Your goal :: Select every line below containing the word "window".

[Phrase grounding data]
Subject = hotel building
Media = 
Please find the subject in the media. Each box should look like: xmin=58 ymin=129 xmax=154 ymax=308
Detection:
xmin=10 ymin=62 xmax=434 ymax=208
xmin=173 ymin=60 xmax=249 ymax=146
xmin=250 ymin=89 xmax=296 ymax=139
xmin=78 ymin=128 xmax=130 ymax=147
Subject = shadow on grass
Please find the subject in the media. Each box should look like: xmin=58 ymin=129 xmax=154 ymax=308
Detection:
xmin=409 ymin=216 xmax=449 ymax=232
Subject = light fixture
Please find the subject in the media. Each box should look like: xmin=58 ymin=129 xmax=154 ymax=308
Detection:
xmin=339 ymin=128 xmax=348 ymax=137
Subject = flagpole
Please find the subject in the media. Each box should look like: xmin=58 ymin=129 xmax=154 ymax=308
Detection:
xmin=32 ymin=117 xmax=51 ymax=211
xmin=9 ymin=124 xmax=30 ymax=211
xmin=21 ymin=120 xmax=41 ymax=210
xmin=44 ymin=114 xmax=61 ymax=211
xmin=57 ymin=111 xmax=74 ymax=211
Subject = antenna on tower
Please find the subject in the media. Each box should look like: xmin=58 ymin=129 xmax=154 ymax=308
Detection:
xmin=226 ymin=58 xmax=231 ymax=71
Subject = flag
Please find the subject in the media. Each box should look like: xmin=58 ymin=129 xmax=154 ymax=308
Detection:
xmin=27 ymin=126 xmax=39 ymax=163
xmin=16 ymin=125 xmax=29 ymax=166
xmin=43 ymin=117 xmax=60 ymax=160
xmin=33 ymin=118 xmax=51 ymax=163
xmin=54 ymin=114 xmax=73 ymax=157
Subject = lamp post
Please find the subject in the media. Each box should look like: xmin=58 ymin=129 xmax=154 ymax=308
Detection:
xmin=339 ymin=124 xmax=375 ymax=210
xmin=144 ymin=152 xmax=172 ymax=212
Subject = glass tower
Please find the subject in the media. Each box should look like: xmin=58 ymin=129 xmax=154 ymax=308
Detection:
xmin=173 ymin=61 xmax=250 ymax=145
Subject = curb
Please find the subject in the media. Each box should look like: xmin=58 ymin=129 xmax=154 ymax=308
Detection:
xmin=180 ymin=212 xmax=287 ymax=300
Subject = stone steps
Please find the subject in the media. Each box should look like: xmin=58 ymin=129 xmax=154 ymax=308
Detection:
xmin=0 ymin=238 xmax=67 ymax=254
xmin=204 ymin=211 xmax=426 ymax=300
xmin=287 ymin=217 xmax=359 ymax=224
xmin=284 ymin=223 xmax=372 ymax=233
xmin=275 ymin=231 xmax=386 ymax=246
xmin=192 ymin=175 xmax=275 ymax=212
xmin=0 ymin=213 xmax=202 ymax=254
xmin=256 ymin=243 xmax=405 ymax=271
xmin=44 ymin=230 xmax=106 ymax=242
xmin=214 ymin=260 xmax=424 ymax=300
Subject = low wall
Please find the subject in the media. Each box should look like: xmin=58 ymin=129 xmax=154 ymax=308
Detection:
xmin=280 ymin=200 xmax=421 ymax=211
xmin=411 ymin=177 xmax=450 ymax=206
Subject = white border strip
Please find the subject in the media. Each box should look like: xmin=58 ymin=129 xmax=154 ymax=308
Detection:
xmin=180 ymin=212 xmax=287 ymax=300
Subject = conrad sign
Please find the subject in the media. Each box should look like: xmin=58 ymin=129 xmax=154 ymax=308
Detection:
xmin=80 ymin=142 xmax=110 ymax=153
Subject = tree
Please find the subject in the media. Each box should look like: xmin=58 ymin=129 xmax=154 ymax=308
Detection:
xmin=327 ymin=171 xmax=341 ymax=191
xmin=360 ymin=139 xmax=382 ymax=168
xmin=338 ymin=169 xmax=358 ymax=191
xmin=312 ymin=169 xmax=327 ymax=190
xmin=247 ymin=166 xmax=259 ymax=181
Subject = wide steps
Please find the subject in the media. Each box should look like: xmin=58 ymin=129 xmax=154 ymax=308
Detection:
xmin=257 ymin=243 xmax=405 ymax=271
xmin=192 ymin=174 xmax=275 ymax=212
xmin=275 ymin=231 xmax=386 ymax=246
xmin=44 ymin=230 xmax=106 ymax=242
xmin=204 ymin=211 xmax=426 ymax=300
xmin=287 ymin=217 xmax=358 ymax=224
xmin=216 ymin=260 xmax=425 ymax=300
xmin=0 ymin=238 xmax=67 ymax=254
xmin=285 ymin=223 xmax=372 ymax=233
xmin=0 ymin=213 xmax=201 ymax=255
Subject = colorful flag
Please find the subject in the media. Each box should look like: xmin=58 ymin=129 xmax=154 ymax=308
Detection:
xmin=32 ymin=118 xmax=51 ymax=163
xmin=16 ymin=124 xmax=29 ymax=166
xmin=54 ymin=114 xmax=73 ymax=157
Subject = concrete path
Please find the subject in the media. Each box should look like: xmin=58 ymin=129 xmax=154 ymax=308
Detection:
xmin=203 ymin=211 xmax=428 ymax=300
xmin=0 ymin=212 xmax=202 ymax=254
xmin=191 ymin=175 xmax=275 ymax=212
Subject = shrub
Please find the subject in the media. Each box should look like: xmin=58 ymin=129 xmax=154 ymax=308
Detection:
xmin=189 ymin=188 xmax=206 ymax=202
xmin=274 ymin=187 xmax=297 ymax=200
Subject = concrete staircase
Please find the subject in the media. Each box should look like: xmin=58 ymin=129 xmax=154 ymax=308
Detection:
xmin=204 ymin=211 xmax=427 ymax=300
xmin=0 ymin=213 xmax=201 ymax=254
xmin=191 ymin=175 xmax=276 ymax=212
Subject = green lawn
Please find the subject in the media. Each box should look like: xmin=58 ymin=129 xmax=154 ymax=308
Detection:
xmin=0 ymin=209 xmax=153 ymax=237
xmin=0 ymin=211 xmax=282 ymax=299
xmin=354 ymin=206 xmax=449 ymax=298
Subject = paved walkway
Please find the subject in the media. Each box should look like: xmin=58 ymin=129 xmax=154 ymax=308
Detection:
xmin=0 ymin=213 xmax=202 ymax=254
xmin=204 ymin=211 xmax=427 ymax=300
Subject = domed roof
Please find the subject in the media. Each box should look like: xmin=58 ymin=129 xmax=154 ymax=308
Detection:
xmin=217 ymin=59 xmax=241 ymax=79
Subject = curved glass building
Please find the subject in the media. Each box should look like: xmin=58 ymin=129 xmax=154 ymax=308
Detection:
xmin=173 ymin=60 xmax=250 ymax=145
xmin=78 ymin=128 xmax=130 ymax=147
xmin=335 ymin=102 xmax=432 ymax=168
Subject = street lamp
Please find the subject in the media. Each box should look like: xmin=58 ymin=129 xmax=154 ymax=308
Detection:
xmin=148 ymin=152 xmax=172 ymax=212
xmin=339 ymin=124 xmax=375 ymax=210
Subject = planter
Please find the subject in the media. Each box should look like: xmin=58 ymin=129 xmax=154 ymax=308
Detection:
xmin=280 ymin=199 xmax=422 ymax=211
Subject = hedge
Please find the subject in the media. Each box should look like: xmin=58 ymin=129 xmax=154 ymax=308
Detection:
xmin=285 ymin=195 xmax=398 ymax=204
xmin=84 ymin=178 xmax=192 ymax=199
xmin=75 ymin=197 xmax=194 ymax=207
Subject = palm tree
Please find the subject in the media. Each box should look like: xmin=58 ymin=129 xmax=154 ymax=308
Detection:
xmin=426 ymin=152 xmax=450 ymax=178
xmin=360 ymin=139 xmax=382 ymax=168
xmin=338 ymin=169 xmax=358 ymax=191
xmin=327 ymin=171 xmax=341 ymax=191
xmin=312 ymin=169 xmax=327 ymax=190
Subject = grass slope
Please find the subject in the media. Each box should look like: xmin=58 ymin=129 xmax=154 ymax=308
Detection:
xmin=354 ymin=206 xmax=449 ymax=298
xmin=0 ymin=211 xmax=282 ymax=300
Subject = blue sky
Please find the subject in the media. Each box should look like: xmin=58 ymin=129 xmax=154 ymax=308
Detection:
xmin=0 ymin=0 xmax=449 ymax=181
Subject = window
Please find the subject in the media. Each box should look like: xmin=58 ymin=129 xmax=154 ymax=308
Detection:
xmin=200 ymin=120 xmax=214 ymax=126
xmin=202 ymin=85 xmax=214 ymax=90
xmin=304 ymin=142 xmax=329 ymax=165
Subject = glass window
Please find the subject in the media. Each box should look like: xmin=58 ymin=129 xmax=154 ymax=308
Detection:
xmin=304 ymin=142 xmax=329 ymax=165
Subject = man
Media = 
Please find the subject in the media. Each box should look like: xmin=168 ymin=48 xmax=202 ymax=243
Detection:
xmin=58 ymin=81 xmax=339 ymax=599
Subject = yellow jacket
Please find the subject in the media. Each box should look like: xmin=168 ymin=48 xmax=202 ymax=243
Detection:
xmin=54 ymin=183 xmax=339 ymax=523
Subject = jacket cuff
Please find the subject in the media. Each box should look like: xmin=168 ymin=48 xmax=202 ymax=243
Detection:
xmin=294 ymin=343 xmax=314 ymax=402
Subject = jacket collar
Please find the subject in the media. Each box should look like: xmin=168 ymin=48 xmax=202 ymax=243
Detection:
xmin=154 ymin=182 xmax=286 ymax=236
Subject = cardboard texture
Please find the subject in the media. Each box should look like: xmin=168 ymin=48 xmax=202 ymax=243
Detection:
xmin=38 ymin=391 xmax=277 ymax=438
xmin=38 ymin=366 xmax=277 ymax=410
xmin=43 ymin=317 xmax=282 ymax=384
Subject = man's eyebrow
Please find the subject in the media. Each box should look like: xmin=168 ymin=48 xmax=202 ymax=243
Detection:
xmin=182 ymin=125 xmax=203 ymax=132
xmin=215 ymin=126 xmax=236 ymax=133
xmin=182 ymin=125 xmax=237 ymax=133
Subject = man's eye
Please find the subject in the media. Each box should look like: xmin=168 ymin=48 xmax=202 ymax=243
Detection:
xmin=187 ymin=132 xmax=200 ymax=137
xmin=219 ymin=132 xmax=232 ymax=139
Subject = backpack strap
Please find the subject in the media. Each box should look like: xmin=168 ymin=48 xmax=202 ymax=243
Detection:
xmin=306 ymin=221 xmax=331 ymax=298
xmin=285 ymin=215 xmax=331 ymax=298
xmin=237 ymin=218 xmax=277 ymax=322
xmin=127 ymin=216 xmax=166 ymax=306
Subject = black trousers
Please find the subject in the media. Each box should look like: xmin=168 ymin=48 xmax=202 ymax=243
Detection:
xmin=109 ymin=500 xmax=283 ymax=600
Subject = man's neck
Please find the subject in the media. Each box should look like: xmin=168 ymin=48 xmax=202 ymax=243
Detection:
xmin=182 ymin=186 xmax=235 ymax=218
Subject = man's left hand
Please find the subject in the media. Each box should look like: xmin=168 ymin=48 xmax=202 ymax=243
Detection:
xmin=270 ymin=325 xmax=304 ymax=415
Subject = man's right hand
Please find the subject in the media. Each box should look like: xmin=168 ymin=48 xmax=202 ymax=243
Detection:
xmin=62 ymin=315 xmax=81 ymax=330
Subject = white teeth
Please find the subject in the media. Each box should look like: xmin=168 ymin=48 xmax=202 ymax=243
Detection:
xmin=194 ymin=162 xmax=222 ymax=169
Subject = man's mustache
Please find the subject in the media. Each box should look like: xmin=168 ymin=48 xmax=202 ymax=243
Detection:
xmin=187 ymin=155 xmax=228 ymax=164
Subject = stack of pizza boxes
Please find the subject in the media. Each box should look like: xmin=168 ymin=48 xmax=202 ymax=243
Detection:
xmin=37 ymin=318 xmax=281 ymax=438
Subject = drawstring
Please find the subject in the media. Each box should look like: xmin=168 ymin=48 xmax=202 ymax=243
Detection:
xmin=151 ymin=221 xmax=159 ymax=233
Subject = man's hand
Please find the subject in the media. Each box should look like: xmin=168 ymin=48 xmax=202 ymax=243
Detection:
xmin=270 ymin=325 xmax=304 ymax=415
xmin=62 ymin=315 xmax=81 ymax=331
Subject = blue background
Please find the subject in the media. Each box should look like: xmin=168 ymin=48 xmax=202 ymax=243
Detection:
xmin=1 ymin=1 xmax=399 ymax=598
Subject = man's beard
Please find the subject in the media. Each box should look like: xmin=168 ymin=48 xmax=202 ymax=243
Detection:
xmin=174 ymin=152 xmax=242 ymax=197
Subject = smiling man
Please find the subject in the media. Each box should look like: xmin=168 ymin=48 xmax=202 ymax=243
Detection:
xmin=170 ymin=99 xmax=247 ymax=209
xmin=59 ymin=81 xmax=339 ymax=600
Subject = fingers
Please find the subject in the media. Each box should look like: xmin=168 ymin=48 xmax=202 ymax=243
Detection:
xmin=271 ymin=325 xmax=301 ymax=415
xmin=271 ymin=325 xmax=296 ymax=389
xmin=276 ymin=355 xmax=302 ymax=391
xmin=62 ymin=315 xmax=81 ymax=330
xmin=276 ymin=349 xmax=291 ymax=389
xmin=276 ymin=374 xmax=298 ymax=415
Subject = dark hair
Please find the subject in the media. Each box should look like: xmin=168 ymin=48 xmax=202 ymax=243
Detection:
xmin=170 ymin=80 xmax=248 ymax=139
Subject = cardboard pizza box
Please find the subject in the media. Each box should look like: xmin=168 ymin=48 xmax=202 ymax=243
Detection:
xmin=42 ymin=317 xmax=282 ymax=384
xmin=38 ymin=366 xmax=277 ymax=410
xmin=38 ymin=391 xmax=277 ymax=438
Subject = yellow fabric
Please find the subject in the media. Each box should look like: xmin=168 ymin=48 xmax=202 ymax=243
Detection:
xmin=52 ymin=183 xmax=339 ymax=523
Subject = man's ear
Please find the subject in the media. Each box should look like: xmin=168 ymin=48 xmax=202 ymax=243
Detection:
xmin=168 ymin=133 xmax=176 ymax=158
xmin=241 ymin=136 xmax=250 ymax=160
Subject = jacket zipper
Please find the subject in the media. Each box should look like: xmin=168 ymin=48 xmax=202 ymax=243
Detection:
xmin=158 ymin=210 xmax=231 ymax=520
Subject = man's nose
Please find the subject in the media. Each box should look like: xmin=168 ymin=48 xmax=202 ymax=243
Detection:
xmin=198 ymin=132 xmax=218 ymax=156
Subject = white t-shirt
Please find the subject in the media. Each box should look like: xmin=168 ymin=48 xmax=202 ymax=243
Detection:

Output for this task ::
Subject = window
Subject = glass window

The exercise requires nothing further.